▶ [DOCUMENT TEXT]:
Environment, Health & The Rise of the Individual: Trendwatch 2018 & Predictions 2019 in the Food Sector

The environment and health are key drivers that have emerged from 2018 and will be the unique selling points that food businesses will need to push with their products in 2019; underlying both is the rise of the individual, particularly in the younger generations.

This is a basic way of encapsulating a series of growing trends;

  • Environment includes concerns over climate change, a reaction against intensive farming, a desire to consume less meat and dairy and move towards veganism/ vegetarianism/ flexitarianism, a concern to reduce packaging and food waste, promote sustainability and a reduced carbon footprint, therefore more locally produced / seasonal products. The promotion of individual responsibility and commitment underpins the consumer’s growing belief that each choice they make can and does have a greater effect. A premium product is much more likely to provide an ethical advantage to the consumer rather than an added ‘luxury’ ingredient as consumers become less influenced by branding unless there is a reflection in their own values embedded in that.

▶ [REQUIREMENT]: Please extract the passage of the food trends article that begins at the words "The environment and" and stops after "the younger generations.".

▶ [ENTRIES SHOWN]:
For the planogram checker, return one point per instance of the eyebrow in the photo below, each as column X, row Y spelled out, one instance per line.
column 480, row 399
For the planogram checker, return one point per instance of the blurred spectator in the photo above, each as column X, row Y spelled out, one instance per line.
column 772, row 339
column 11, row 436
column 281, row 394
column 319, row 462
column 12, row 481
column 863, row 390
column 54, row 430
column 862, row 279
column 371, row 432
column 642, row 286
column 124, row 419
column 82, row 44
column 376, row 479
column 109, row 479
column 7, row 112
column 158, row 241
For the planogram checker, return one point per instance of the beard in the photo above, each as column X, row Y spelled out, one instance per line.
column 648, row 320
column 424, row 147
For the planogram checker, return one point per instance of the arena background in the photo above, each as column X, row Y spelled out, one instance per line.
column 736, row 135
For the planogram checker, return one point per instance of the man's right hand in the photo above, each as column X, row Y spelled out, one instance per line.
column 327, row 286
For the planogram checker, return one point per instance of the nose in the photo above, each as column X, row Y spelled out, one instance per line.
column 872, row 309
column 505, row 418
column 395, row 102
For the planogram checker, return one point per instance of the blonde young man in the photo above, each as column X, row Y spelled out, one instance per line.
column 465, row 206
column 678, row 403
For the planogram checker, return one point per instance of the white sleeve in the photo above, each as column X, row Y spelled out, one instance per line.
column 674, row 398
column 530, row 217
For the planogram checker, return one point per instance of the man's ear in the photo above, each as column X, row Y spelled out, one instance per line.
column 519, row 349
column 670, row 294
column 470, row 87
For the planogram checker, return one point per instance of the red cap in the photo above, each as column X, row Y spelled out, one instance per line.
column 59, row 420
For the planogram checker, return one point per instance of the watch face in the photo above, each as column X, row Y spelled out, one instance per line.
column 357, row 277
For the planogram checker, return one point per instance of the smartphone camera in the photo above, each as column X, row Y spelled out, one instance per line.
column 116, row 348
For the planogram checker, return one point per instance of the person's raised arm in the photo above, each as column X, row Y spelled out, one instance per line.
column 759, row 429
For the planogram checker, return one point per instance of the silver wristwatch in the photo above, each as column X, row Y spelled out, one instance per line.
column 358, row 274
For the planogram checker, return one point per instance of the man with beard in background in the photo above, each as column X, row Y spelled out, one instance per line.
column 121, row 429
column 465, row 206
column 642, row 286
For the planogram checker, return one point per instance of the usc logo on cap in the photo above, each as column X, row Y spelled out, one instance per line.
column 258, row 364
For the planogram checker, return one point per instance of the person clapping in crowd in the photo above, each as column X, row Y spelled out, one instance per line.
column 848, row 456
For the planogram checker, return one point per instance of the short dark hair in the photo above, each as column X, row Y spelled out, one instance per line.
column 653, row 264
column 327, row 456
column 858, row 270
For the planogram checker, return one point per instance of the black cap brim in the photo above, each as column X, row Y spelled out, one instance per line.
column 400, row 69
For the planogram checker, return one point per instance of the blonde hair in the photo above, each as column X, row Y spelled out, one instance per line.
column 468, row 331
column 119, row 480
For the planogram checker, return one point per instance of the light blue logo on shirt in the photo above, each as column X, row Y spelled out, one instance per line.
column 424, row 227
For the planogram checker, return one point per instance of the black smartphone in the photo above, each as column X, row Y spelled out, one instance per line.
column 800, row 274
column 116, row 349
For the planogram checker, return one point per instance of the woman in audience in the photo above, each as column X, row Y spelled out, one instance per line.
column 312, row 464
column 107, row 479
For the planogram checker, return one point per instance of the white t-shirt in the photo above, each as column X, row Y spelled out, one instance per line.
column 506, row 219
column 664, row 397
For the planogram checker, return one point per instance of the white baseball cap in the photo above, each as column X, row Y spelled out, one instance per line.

▶ [TASK ANSWER]:
The environment and health are key drivers that have emerged from 2018 and will be the unique selling points that food businesses will need to push with their products in 2019; underlying both is the rise of the individual, particularly in the younger generations.